**EXERCISE:**
Within the data beneath, some lines may hold the word "sneaker". Give the number of those lines and nothing else.

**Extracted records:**
----
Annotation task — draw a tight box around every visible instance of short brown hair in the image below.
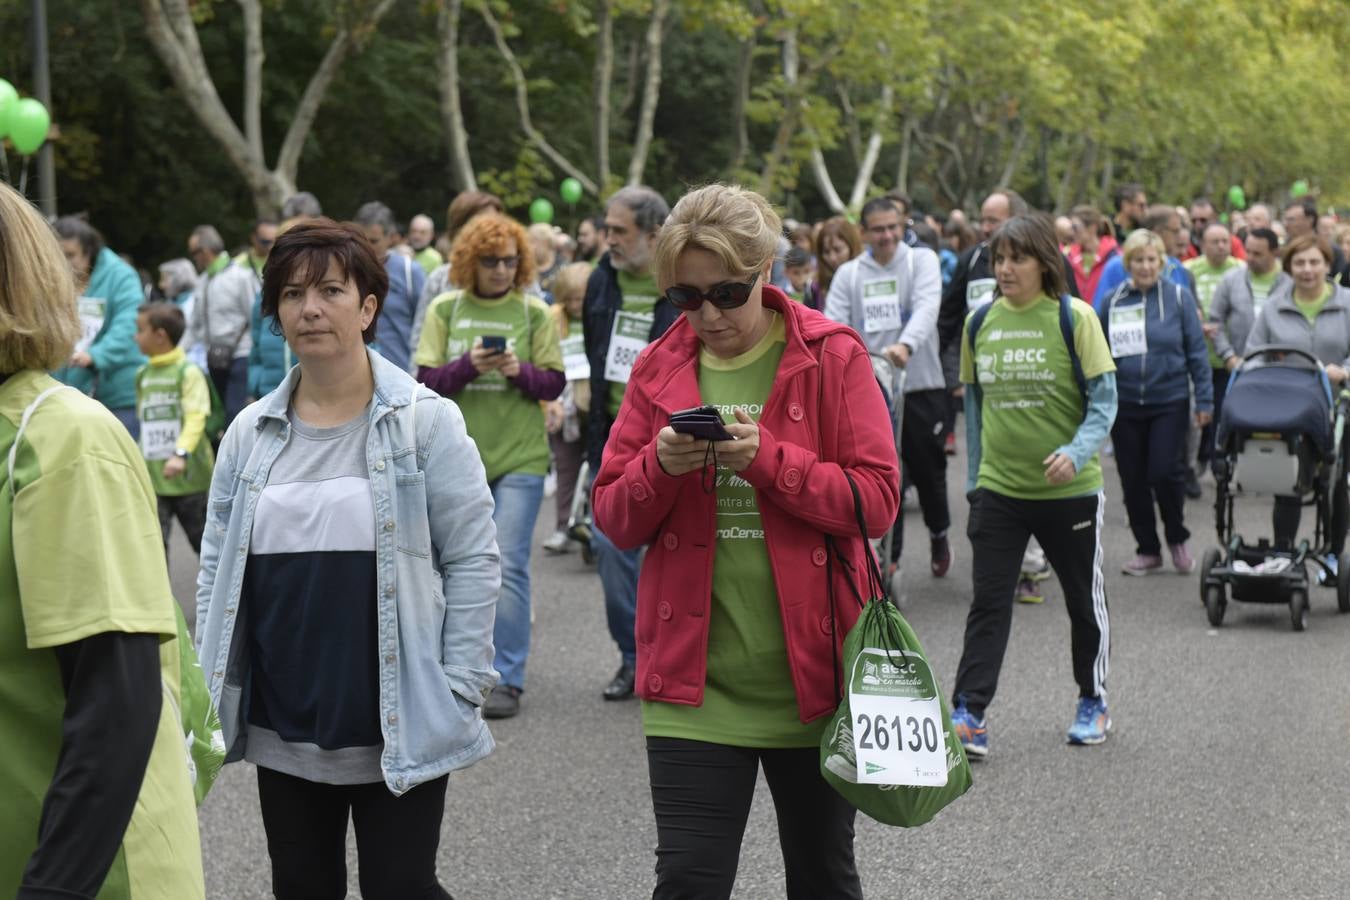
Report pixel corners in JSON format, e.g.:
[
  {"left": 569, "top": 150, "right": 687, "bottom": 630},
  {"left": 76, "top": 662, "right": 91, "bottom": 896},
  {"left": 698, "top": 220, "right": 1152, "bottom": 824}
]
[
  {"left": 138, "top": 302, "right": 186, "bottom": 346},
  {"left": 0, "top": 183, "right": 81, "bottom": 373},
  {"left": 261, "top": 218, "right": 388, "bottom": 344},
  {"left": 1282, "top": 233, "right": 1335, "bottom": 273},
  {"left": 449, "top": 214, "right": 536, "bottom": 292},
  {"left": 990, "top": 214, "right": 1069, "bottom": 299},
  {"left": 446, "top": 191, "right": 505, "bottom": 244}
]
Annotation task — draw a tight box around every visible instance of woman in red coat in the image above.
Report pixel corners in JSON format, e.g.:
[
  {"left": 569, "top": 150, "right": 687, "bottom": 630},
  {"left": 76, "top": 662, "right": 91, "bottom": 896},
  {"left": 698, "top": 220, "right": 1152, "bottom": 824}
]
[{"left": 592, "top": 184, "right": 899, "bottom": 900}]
----
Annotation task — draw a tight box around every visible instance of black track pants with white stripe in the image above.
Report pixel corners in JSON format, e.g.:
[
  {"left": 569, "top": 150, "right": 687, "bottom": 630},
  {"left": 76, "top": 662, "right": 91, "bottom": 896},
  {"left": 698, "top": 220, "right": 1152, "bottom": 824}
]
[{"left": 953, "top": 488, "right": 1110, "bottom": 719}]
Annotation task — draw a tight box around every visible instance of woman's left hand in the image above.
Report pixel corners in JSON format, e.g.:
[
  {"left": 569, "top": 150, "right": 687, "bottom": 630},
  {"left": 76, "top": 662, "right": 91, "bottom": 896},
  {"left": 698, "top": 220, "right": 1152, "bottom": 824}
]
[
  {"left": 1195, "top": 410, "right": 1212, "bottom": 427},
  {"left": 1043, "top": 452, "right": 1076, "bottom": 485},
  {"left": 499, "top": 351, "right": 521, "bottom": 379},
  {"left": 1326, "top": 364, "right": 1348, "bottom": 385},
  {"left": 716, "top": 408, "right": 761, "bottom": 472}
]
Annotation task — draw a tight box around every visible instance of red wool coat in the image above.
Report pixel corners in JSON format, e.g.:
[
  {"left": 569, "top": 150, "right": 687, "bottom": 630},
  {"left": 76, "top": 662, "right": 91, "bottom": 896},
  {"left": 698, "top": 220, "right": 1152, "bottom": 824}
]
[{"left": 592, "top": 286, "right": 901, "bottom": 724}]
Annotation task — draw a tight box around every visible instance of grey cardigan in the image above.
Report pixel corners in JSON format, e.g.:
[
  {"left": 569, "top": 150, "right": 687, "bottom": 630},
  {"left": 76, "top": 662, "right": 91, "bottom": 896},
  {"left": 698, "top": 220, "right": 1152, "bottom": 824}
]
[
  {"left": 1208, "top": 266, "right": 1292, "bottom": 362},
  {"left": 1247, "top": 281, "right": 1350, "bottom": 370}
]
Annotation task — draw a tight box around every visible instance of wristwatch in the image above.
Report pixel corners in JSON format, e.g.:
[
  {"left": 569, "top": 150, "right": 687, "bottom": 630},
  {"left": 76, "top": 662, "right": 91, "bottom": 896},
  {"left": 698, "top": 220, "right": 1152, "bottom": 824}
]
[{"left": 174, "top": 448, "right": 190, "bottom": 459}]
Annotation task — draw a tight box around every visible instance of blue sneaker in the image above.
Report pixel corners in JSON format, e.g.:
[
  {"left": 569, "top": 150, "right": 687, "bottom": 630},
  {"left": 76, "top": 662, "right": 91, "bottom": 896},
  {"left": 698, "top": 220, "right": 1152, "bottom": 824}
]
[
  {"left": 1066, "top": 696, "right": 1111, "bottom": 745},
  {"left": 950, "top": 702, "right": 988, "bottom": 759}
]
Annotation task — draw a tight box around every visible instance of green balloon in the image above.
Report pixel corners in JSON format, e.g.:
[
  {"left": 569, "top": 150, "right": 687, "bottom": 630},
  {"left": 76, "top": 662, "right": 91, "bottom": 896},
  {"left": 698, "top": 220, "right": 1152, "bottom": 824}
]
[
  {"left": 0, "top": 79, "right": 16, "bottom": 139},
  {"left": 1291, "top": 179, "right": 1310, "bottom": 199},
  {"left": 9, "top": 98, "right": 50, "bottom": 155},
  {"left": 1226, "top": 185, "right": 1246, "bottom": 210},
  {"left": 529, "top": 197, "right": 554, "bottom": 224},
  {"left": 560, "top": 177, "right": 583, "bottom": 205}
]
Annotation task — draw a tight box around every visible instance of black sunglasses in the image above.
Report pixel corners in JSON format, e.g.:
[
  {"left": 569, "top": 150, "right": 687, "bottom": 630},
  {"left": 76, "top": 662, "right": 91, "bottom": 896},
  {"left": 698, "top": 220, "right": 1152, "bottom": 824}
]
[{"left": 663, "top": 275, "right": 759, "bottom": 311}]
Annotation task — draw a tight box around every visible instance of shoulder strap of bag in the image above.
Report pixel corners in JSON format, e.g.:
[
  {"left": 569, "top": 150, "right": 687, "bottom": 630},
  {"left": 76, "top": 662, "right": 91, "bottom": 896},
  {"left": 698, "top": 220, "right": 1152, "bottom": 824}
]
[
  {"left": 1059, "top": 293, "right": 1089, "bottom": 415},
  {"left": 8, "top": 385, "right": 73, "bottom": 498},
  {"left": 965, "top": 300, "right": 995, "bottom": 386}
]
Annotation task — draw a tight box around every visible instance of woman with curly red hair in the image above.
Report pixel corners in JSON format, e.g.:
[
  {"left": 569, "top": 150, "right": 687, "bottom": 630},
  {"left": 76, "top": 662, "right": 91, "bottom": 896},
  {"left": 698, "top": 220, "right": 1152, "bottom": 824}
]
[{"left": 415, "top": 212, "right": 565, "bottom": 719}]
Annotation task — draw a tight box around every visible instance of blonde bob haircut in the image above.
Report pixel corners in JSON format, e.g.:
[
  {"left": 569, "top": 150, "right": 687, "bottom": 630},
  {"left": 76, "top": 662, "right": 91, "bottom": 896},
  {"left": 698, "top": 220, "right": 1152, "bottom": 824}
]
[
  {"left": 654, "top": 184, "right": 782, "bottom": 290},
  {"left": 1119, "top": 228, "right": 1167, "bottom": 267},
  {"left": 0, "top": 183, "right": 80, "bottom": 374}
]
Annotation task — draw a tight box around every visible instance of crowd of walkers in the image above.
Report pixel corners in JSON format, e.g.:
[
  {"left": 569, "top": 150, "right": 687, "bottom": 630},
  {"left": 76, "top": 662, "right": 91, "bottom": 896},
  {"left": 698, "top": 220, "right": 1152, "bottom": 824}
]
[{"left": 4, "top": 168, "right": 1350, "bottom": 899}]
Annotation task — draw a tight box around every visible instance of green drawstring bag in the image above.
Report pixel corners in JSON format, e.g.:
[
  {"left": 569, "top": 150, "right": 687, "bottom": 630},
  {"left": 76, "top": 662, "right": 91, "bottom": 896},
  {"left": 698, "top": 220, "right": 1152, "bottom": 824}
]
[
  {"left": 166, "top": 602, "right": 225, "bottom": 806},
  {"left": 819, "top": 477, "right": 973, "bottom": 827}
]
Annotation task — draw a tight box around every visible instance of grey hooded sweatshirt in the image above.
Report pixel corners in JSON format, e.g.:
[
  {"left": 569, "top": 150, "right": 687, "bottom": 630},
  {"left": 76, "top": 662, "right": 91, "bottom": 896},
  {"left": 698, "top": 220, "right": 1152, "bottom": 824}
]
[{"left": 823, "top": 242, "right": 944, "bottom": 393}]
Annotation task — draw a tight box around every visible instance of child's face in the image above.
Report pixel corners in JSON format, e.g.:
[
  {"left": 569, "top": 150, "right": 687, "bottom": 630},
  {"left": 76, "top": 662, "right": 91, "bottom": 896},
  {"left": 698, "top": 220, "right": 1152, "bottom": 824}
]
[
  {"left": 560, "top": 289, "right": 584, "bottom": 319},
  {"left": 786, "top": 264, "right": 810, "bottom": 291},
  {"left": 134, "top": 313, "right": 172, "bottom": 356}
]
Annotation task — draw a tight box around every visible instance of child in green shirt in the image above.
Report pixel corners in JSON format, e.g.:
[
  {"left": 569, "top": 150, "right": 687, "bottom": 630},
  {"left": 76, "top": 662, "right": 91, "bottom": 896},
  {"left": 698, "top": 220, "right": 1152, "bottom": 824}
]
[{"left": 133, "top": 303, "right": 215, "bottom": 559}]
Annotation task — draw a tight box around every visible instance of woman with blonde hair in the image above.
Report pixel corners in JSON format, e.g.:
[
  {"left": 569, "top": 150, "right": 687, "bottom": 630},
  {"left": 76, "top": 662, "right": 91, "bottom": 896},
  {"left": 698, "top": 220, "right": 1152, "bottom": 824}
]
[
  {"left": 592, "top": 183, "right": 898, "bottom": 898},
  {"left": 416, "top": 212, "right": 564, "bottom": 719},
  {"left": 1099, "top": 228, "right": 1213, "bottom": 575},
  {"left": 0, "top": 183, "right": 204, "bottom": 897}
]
----
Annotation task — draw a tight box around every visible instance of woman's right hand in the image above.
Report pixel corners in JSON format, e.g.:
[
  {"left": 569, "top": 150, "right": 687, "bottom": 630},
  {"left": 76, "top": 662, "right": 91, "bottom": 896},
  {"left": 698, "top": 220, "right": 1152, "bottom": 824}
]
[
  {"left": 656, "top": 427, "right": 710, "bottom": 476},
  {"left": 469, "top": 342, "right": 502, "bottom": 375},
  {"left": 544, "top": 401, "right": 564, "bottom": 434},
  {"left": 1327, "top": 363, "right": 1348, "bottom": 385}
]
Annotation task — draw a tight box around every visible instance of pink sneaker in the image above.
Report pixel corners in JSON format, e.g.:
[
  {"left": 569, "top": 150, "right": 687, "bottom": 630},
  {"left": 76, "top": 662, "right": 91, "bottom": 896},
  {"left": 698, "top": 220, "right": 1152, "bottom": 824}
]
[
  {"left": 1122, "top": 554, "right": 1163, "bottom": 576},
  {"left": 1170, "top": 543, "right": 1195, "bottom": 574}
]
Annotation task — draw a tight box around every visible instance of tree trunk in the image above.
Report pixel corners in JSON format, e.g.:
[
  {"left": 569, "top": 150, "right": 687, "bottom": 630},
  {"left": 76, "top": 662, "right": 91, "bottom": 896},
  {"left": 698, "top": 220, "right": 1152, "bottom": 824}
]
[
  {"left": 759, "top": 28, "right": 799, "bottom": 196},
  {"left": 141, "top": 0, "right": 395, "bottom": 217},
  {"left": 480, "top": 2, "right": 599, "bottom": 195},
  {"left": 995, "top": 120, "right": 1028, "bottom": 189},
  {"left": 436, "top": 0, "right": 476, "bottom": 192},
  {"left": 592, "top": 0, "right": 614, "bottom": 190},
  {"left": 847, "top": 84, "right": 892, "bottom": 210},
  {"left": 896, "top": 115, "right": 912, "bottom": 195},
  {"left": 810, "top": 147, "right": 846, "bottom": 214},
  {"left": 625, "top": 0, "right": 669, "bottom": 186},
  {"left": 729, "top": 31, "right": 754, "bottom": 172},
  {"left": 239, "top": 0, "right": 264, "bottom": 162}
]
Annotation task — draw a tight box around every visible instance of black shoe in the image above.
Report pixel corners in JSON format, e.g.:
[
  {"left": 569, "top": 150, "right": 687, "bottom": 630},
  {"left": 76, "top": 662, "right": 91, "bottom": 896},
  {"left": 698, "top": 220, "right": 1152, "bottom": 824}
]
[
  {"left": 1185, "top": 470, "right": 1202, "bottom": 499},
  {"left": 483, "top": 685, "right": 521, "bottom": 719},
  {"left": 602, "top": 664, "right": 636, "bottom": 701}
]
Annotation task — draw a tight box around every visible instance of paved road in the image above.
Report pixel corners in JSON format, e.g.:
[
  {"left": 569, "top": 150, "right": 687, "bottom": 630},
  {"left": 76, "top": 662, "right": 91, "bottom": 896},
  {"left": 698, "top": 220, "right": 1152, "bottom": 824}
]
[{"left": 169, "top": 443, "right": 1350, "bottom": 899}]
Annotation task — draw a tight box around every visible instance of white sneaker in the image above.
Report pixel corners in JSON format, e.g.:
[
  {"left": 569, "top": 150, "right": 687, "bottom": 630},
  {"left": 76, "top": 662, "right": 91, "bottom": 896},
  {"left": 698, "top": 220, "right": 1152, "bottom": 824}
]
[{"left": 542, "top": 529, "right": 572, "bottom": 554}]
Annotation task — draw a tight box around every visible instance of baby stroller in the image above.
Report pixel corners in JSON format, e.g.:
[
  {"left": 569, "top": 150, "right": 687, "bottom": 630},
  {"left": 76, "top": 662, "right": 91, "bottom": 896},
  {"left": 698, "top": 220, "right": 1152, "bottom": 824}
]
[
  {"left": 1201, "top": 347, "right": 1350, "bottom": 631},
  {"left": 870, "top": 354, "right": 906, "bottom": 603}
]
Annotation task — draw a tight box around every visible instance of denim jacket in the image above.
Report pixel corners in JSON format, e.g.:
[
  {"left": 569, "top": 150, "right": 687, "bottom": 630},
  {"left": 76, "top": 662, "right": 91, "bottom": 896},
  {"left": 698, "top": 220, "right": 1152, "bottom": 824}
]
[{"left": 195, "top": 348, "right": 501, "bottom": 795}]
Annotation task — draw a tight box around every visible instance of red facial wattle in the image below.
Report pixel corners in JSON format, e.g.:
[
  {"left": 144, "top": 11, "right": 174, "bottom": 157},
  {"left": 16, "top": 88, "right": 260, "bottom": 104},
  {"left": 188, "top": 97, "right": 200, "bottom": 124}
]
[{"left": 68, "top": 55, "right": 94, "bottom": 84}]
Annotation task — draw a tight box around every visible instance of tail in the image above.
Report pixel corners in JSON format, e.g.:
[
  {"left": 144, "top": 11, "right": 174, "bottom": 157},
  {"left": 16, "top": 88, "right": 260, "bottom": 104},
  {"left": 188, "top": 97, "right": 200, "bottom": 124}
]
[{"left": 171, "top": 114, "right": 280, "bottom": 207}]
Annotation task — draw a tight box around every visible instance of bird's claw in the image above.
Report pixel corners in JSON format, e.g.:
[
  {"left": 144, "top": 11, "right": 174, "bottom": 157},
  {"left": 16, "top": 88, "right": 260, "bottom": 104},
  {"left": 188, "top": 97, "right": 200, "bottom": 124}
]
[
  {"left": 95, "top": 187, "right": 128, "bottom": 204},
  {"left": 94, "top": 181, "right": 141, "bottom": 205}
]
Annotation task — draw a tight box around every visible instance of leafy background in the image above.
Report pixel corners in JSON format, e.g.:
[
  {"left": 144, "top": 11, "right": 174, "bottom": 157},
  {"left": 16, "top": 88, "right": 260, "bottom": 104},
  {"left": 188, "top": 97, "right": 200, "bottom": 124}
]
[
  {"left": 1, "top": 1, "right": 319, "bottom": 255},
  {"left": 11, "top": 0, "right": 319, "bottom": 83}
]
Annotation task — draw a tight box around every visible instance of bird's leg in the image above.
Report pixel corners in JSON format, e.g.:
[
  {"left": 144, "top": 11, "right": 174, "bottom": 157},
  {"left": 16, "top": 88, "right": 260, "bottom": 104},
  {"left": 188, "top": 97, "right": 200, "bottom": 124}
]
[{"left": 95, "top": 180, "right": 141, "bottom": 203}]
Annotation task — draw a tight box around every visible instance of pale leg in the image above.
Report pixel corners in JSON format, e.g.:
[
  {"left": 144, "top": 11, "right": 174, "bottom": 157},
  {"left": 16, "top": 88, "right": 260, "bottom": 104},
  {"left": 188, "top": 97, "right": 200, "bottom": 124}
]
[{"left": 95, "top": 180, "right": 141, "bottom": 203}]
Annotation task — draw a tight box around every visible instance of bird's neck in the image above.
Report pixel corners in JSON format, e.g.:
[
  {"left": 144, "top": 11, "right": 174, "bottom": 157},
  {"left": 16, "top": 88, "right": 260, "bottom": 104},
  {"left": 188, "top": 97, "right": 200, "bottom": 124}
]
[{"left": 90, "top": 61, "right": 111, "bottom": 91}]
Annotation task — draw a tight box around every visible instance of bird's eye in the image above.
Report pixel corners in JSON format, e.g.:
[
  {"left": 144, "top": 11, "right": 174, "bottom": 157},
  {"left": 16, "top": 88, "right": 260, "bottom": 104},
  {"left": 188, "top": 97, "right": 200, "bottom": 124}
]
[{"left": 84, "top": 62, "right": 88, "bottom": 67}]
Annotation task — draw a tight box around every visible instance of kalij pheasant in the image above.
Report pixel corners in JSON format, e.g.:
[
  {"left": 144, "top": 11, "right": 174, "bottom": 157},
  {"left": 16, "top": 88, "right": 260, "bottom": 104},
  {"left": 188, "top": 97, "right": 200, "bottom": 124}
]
----
**TASK ANSWER:**
3